> _抜粋_:
バスフィッシングだけでなくあらゆるゲームフィッシュに恐れられているペンシルベイトの至宝ザラスプーク。
その威力に助けられたアングラーは星の数ほど。

そしてへドンの看板商品であるザラスプークは数多くの派生商品を生み出し、今やスプーク帝国と言っても過言ではないほどの一大派閥になっています。
しかし数多くの派生商品の中にありながらも、決して埋もれる事なく独自の存在感を放つモデルも。
今日紹介するザラスプークパピーはそんなオンリーワンなルアーです。
ザラパピーとは
ザラスプークパピー(以下ザラパピー)はエビスコ時代の1987年にリリースされたオリジナルザラスプークのダウンサイジングモデルです。
それまでにもヘドンにはザラと名のつくモデルが多数存在していましたが、オリジナルザラスプークの使い勝手そのままに小型化したモデルが無かっただけに、ザラパピーの登場は熱い視線で迎えられました。
かくいうのんだくれも熱い視線を送ったうちの一人。

> _エントリー一覧_:
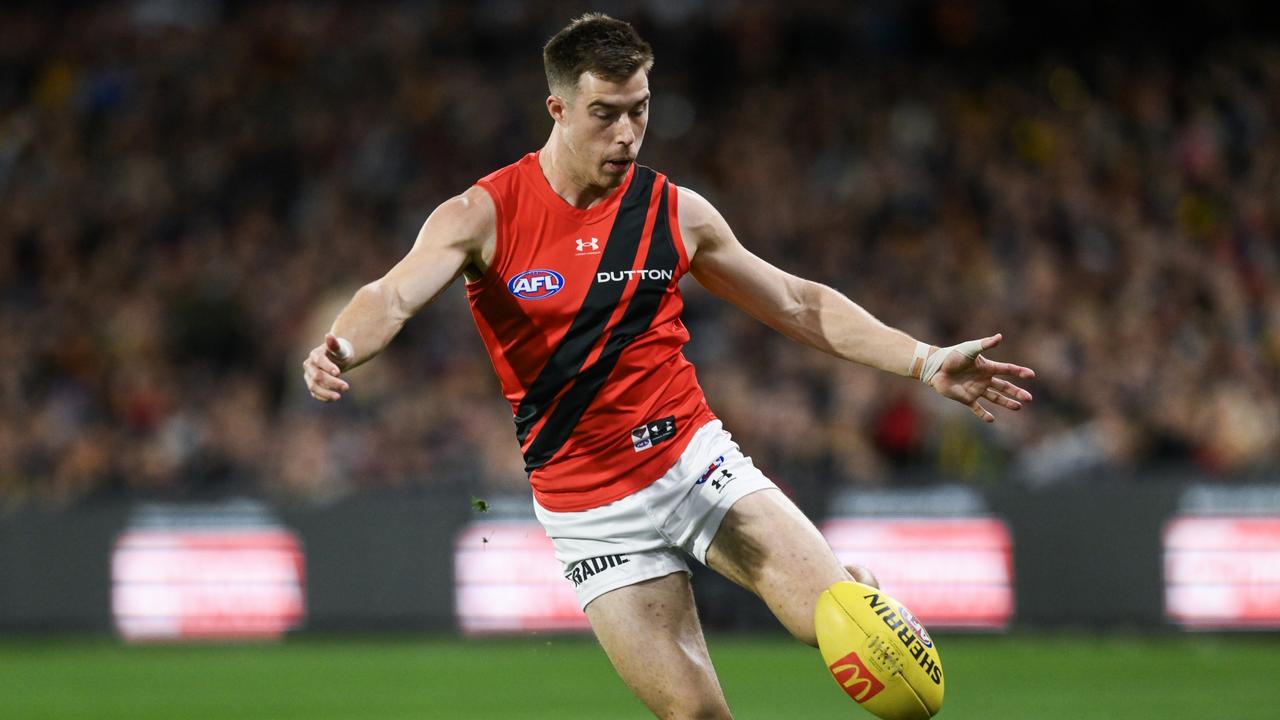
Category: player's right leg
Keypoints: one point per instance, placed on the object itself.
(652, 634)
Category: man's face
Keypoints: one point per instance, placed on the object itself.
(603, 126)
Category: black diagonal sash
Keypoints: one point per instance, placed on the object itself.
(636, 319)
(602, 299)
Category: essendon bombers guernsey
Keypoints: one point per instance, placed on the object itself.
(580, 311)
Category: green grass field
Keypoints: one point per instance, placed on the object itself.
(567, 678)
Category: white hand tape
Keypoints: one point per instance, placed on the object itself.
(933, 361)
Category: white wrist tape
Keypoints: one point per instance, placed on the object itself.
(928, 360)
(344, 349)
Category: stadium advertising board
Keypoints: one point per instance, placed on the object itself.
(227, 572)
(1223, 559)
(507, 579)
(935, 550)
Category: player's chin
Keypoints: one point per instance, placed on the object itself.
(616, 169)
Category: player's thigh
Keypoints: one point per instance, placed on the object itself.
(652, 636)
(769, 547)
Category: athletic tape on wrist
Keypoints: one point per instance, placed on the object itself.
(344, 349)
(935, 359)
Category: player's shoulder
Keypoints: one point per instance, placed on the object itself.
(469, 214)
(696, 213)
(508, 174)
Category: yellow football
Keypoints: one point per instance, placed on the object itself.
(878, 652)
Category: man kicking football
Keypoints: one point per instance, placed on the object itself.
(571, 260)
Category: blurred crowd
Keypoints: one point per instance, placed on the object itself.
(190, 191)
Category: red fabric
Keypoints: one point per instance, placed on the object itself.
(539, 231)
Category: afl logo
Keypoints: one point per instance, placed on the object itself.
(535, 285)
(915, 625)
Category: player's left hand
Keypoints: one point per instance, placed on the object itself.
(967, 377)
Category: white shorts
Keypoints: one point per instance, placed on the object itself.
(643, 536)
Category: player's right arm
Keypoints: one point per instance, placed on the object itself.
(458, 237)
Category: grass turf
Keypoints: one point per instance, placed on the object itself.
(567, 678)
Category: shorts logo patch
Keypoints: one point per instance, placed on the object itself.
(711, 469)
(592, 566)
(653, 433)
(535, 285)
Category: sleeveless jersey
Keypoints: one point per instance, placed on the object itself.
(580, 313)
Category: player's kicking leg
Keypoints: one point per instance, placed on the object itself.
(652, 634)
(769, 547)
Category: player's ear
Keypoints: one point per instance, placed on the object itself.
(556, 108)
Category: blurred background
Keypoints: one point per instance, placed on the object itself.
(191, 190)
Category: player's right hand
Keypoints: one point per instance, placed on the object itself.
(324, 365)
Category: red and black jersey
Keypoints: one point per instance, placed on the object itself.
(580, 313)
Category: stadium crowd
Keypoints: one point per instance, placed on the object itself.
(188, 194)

> _演習の課題_:
[A] ザラスプークパピーの紹介文のうち、「バスフィッシングだけでなくあ」を含む語句で始まり「ダウンサイジングモデルです。」で終わる部分を、一字一句変えずに書き写してください。
[B] ザラスプークパピーの紹介文によると、ザラパピーは何年にリリースされましたか。
[C] ザラスプークパピーの紹介文の続きを、最後の文の後から書いてください。

> _解答_:
[A]
バスフィッシングだけでなくあらゆるゲームフィッシュに恐れられているペンシルベイトの至宝ザラスプーク。
その威力に助けられたアングラーは星の数ほど。

そしてへドンの看板商品であるザラスプークは数多くの派生商品を生み出し、今やスプーク帝国と言っても過言ではないほどの一大派閥になっています。
しかし数多くの派生商品の中にありながらも、決して埋もれる事なく独自の存在感を放つモデルも。
今日紹介するザラスプークパピーはそんなオンリーワンなルアーです。
ザラパピーとは
ザラスプークパピー(以下ザラパピー)はエビスコ時代の1987年にリリースされたオリジナルザラスプークのダウンサイジングモデルです。

[B] ザラパピーはエビスコ時代の1987年にリリースされました。

[C]
オリザラで1日3桁キャッチしていた経験もあって、ダウンサイジング版が出る! と聞いただけで股間に生温かい広がりを感じそうになったもんですw
ザラパピーのサイズ・重さ
ザラパピーは全長75ミリ、自重1/4oz (実測7.5g)のペンシルベイトです。
当時のカタログには【オリジナルザラスプークを30%小さくした】という文句が踊っていましたが、一番最初に見た時は、『え、30%?! もっと小さいでしょ!』というのが正直な感想でした。
オリザラのボリュームに慣れていた事もあり、そのサイズに少々頼りなさを感じたのです。
しかし実戦投入してみるとこのサイズは実に理に適ったものであり、そして最強だったのです。
ザラパピーのアクション
ザラパピーの泳ぎは横へのスライドを得意とする典型的なスティックベイトアクション。
僅かな入力にも機敏に反応し、気持ちいいぐらいに首を振ってくれます。
この首振りの素直さとスライド幅の大きさはまさにオリザラのDNA。しかも純血のものです。
しかしザラパピーにはオリザラと決定的に違う点があります。
それはダイブアクションが得意な事。
オリザラがあくまでも水面勝負なルアーなのに対し、ザラパピーには水面だけでなくダイビングアクションも難なくこなす器用さが備わっているのです
実はザラパピーのこの器用さが誕生から30年以上も色褪せずに第一線で活躍し続けられる最大の強みでもあるのです。
ザラパピーの強み『弱いポップ音』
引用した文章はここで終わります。